___ INFORMATION SUPPLIED ___
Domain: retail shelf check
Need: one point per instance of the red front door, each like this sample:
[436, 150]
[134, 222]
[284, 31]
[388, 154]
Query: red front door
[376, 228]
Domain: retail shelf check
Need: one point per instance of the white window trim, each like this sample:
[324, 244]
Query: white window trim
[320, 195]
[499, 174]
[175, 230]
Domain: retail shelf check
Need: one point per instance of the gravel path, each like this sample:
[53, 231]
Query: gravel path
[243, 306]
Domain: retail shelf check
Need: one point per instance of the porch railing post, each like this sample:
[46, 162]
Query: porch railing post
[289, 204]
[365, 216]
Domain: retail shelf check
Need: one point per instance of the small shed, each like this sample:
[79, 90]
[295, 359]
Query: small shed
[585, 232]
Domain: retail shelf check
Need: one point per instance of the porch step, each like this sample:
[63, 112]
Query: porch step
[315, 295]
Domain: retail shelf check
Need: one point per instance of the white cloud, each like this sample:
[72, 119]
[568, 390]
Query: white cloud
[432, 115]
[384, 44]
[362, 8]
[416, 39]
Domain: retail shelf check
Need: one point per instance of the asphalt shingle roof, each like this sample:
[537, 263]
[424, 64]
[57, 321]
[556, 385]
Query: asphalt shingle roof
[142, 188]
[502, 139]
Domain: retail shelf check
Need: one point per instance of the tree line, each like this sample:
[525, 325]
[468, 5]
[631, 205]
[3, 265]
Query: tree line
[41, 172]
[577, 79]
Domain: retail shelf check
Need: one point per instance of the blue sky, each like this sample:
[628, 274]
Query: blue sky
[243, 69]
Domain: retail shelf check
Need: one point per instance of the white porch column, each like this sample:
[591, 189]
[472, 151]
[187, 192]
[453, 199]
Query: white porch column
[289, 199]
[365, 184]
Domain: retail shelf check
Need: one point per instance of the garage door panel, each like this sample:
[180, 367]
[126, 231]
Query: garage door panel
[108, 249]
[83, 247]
___
___ INFORMATION SUPPLIED ___
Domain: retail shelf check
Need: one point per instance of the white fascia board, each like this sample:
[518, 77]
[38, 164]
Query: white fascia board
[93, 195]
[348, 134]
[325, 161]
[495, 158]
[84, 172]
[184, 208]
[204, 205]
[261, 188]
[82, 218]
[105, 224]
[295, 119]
___
___ INFORMATION SUPPLIED ___
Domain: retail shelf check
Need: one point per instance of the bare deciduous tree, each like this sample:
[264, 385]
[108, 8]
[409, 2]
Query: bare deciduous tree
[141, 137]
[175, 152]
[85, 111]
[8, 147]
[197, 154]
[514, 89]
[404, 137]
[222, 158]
___
DO THIS
List every line of the material above that contains the string "step", matching case exactly.

EXERCISE RESPONSE
Need: one point per instance of the porch step, each like this sample:
Query: porch step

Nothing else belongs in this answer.